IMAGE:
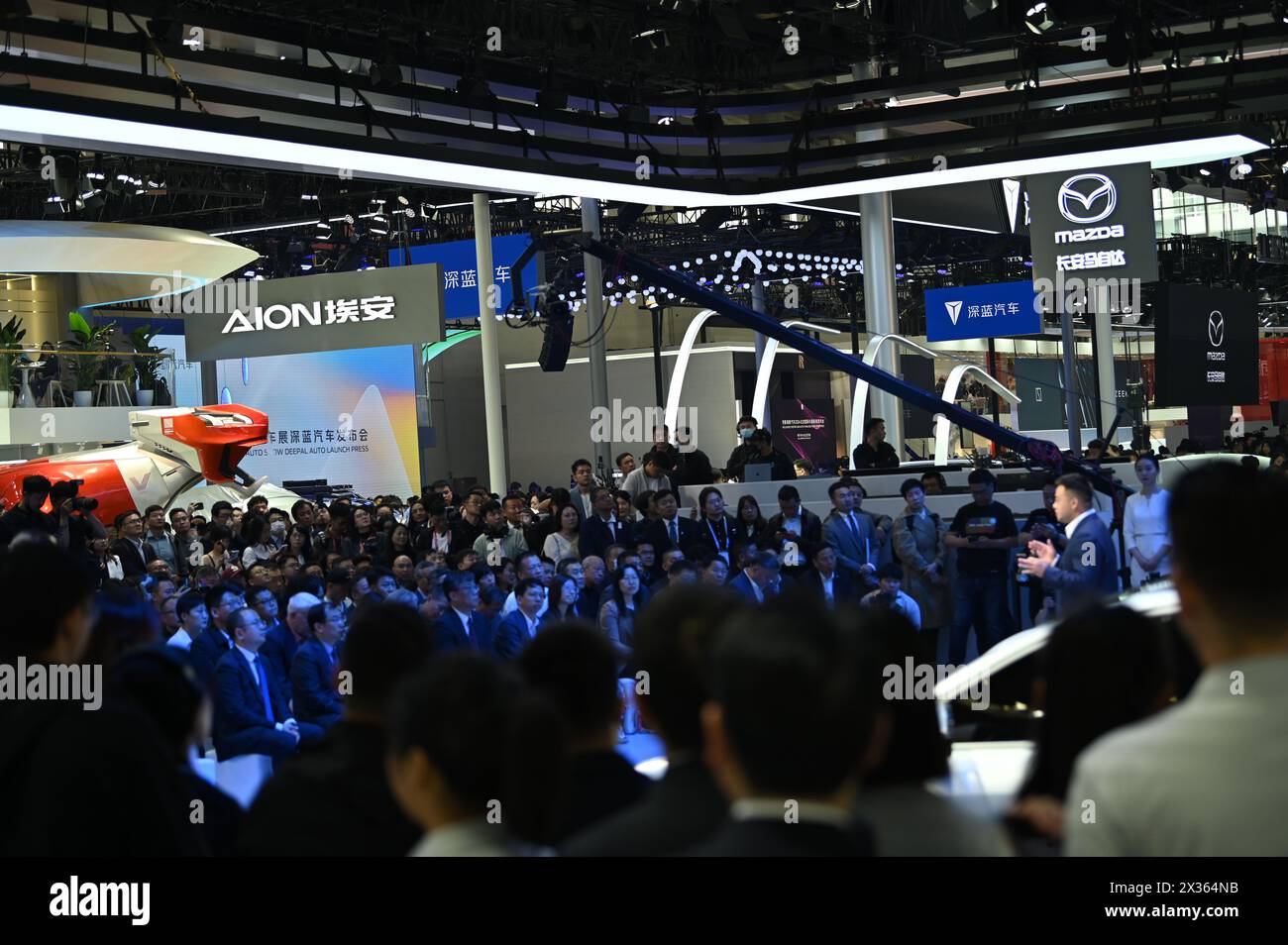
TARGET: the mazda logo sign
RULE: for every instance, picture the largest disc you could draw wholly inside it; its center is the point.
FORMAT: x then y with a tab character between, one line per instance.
1081	193
1216	329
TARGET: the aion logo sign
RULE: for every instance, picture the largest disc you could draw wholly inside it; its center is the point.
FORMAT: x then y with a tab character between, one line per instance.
1083	191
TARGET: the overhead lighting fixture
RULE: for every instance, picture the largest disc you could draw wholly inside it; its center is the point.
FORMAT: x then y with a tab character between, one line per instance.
1162	147
1038	18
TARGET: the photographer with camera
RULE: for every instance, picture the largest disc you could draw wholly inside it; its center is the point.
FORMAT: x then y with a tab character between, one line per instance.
888	595
26	516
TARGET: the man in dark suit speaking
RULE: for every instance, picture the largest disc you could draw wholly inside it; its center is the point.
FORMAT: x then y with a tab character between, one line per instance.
250	711
1087	568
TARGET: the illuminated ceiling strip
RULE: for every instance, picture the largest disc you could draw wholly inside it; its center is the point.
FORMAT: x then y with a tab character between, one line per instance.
89	132
897	219
433	351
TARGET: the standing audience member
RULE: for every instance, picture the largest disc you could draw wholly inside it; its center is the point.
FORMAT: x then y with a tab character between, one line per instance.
918	544
313	671
874	452
1100	670
468	743
576	669
1145	536
1206	777
675	640
1087	571
782	733
76	783
983	535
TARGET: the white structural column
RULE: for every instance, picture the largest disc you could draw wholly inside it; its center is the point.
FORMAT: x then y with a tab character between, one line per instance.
597	348
880	305
1106	368
490	345
758	304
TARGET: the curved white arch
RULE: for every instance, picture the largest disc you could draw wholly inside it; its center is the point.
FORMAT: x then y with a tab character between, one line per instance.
767	368
682	365
861	387
949	394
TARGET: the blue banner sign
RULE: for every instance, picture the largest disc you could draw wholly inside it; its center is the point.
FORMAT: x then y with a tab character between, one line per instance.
977	312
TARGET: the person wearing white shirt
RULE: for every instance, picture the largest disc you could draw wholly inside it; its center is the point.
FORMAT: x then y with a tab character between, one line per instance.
1205	778
1145	535
888	595
193	619
527	567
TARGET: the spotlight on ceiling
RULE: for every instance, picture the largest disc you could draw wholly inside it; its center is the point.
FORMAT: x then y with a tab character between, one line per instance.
473	86
648	40
1038	18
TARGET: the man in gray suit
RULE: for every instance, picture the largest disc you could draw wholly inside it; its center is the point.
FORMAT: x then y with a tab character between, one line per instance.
855	535
1087	570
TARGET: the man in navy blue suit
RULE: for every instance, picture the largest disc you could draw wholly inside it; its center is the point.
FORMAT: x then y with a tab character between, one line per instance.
603	528
313	671
518	627
460	627
670	529
207	649
250	713
1087	570
755	579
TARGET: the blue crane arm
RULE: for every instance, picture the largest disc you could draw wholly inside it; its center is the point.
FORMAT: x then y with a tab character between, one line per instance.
1038	452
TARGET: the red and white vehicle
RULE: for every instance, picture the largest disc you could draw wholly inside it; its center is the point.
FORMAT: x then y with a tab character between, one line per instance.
171	451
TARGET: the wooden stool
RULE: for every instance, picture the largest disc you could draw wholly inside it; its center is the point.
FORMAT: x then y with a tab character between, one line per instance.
48	399
111	394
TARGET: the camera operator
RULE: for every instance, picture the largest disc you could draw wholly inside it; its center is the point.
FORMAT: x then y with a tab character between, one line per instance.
26	516
77	528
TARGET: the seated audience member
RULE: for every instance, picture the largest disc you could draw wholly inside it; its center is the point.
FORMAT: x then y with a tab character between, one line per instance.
824	579
1100	670
283	641
193	618
459	627
519	627
675	640
617	613
907	750
1206	777
313	682
603	527
476	760
782	731
124	622
889	596
335	799
206	651
252	716
76	783
563	596
527	567
576	669
162	686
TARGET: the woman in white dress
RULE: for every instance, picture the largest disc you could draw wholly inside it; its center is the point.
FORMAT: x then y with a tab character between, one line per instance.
563	542
1149	545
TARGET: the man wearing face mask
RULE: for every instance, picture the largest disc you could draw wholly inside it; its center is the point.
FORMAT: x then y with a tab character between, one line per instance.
745	452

* * * *

* **What you will do**
Every entry, word for word, should be given again; the pictures are not part of the copy.

* **Response area**
IMAGE:
TARGET: the mazda logo sign
RULE: for every instance, picture the largest disc you could draw wholly inside it; its center is the point.
FORMAT: x then y with a tab character between, one line per instance.
1081	193
1216	329
TARGET: the aion logo sign
RULE: for every instance, picture the largest disc you could draw wholly inside it; its center is the point.
FORMAT: x then y with a tab character between, one line per instance.
1083	191
TARGET: the overhead lighting fixture
RULE: for every instance, picture the largest disc you could draw wholly inside it; its center is the point.
FORMAT: x then y with a tab character between, one line per instance.
1162	147
1038	18
TARGET: the photographer with camera
RULE: for every instance, picture the largest disc you could draw wholly inside it; its center is the point.
FORMAT: x then y with a tab character between, one line per instance.
888	595
26	516
TARGET: the man in dark suit speaking
RULE: for every instance, picture the largest disc you could draw wholly inside it; its center is the point.
FORMAT: x then y with a tab character between, one line per instance.
250	711
1087	568
TARGET: the illuminated ceiling strip
RULE: for every instance, picture the largest disc you could draw wholly inside it; its center is the point.
FORMAT: x then y with a tab character between, one line per instance.
89	132
897	219
433	351
TARGET: the standing audience member
RULE: for every instance, picture the largest disc you could draw wholly inside it; its center is the point.
FORMAT: x then y with a tab character between, one line per instance.
918	544
313	671
874	452
1100	670
468	743
576	669
1145	536
1206	777
675	640
1087	571
782	733
76	783
983	535
TARGET: the white structural column
RULE: for every instance, picture the largest disc you could draw wholly inside it; its center is the point.
FORMAT: x then y with a tab character between, one line per instance.
597	348
880	305
1106	368
490	345
758	304
TARGET: the curved white arch
RULE: for every instance, picture the largest disc you could draw wholly inside it; its center is the point.
FORMAT: x then y with a tab character between, one line per instance.
767	368
682	365
861	387
949	394
TARGET: the blue banner sign
RULE: for every instance, picture the largest disc you could draw wholly inside it; its center is the point.
FORMAT: x then y with a tab character between, one line per instance.
977	312
TARGET: the person wearing white shirt
RULE: for every instance, picture the largest disc you could draw wholly inside it; its center is the point.
FORMAT: x then y with a tab character between, one line per instance.
1205	778
1145	535
888	595
193	619
527	567
TARGET: the spotlight on ceiling
RULE: for every instance, picture the largest disc you could draw wholly inside it; its center is the point.
FORMAT: x then y with a tab character between, one line per instance.
473	86
648	40
1038	18
TARGET: the man in gray suit
RULE: for every instance, picture the largest disc you could draw wholly inside it; its center is the point.
FORMAT: x then y with a tab character between, one line per instance.
855	535
1087	570
TARGET: the man in navy blue suit
RULE: for every instance, picture the largest disc you could draw wholly inside it; its center is the point.
FORMAT: x then y with a tab character between, one line per instance.
603	528
313	671
518	627
460	627
670	529
207	649
250	713
1087	570
755	579
TARGET: the blue crane arm
RULE: for every instance, picture the largest disc you could draw wholly inside it; its center is the point.
FORMAT: x then y with a tab character between, one line per instance.
1038	452
TARGET: the red and white vehicle
RULE: for every instance, picture the largest disc you could draw wholly inside it; its center is the point.
FORMAT: x then y with a tab character between, one line per instance.
171	451
TARGET: the wooden stool
RULE: for every instance, picture the largest disc you could draw wholly inside it; its center is the point.
FORMAT: x then y with a tab character between, one line per instance.
48	399
111	394
TARGET: the camera operator
RULE: for every instance, picture the largest disc you could draw wholly inside it; its center is the point.
FORMAT: x then y with a tab character between, one line per instance.
26	516
77	528
TARGET: the seated audience member
RULE: for every instance, picture the largest disc you could draw wholly inside it; its center is the point.
FORMAT: x then y with a tab character between, one line per instance.
824	579
1100	670
283	641
193	618
459	627
519	627
675	640
617	613
907	750
1206	777
313	682
603	527
476	760
782	731
124	622
889	596
335	799
206	651
252	716
76	783
563	596
527	567
576	669
162	686
TARGET: the woman in white dress
RULE: for every instance, picture the largest disc you could draw wholly inside it; its center is the point.
FORMAT: x then y with a tab character between, one line per instance.
563	542
1149	545
TARGET: the man wearing face mask
RULE: for every instance, picture the largest disc you could draw wholly inside it; its center is the point.
FORMAT: x then y with a tab character between, one line per instance.
745	452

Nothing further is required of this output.